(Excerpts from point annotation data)
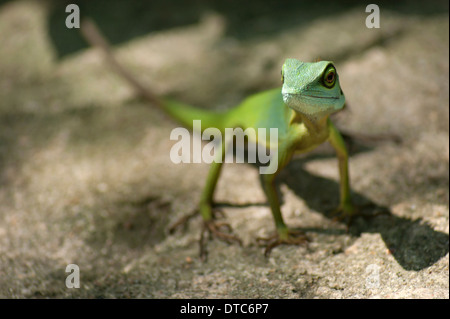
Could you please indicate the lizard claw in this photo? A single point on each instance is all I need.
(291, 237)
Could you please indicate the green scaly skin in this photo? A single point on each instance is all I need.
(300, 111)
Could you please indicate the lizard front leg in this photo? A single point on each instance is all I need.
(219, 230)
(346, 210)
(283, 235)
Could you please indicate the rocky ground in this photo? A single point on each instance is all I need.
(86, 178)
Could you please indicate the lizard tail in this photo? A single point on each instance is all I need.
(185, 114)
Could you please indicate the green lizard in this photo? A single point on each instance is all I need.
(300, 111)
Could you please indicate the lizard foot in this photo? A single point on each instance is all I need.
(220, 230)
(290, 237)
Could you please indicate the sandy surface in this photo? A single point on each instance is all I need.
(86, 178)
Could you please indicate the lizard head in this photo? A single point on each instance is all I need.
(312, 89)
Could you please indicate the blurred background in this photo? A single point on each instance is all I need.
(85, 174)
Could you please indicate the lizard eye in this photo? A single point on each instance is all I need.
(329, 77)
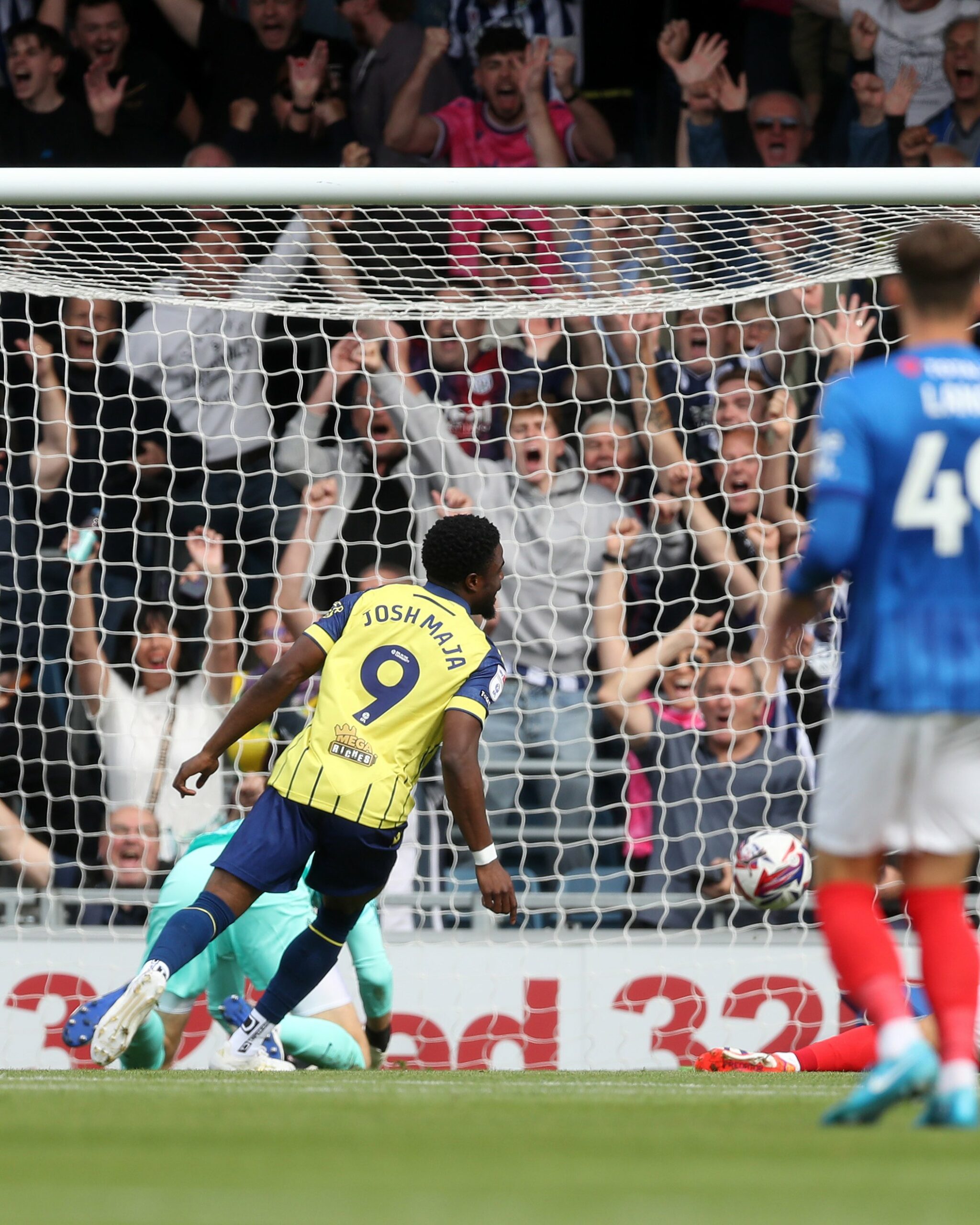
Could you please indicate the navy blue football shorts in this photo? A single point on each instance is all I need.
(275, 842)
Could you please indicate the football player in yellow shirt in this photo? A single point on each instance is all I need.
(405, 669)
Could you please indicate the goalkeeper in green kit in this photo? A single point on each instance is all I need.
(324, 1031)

* * *

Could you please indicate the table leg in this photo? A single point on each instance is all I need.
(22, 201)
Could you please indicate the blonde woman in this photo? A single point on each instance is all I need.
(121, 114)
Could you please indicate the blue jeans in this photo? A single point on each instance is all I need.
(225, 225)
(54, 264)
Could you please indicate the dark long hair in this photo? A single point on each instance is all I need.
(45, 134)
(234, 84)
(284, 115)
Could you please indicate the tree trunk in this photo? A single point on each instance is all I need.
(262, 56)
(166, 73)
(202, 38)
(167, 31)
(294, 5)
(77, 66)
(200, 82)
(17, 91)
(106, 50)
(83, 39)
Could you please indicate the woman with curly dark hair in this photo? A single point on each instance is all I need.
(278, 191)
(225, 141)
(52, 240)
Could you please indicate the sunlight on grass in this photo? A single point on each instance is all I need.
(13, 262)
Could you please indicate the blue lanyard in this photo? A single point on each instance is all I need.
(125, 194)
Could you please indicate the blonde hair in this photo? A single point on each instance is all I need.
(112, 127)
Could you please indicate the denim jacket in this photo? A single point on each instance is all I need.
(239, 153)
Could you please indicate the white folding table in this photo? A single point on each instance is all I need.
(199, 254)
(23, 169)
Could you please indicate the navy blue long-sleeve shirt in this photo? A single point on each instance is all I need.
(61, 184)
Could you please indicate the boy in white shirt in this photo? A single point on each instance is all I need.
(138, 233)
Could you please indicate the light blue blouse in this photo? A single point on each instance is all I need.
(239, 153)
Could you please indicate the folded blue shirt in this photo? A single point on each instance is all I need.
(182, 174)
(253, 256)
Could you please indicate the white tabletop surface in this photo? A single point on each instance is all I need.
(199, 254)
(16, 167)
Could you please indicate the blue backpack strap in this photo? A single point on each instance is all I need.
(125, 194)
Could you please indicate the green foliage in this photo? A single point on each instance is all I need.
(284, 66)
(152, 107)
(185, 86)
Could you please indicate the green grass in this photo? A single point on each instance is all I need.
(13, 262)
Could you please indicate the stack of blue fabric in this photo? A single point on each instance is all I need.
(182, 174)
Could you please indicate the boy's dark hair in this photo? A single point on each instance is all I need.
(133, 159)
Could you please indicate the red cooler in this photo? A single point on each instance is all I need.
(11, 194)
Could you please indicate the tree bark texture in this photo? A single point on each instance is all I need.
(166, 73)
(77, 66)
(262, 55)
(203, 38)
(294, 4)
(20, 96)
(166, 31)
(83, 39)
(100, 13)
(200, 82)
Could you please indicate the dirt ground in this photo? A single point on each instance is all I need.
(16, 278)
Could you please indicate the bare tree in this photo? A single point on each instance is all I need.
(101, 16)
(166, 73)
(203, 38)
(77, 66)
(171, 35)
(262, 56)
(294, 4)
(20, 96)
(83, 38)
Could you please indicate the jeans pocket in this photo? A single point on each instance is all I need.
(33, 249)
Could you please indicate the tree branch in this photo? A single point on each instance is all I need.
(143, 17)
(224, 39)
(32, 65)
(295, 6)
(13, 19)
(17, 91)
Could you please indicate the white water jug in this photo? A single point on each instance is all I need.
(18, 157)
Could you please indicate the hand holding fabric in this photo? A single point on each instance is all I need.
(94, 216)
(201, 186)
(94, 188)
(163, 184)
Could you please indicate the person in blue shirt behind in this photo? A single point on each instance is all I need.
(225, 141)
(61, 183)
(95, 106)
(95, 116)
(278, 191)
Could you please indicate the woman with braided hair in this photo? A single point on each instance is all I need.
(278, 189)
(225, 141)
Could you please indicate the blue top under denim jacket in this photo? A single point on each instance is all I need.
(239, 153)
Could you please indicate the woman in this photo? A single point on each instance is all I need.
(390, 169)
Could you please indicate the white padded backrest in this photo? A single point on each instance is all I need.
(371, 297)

§ **Instructions to follow**
Put the items, starting with the line that contains "Could you please indicate the blurred" and going on through the line that contains "(324, 1031)", into a Markdown table with the columns Row and Line, numbering each row and skipping blank lines. Leave the pictures out of the table.

§ **Answer**
| Row | Line |
|---|---|
| 1 | Could you please indicate the blurred background in this photo? A single point on each instance is all I need. |
| 2 | (85, 174) |
| 3 | Could you please indicate the lizard eye in this photo? A single point on each instance is all I need. |
| 4 | (329, 77) |
| 5 | Could you please indicate the navy blue football shorts in this photo? A single point on each instance is all I need. |
| 6 | (275, 842) |
| 7 | Could you please indicate the football player in yellow shirt in this photo? A single point on each instance is all I need. |
| 8 | (405, 669) |
| 9 | Could you please indicate the goalkeeper in green kit in this photo? A single point on each instance is all I need. |
| 10 | (324, 1031) |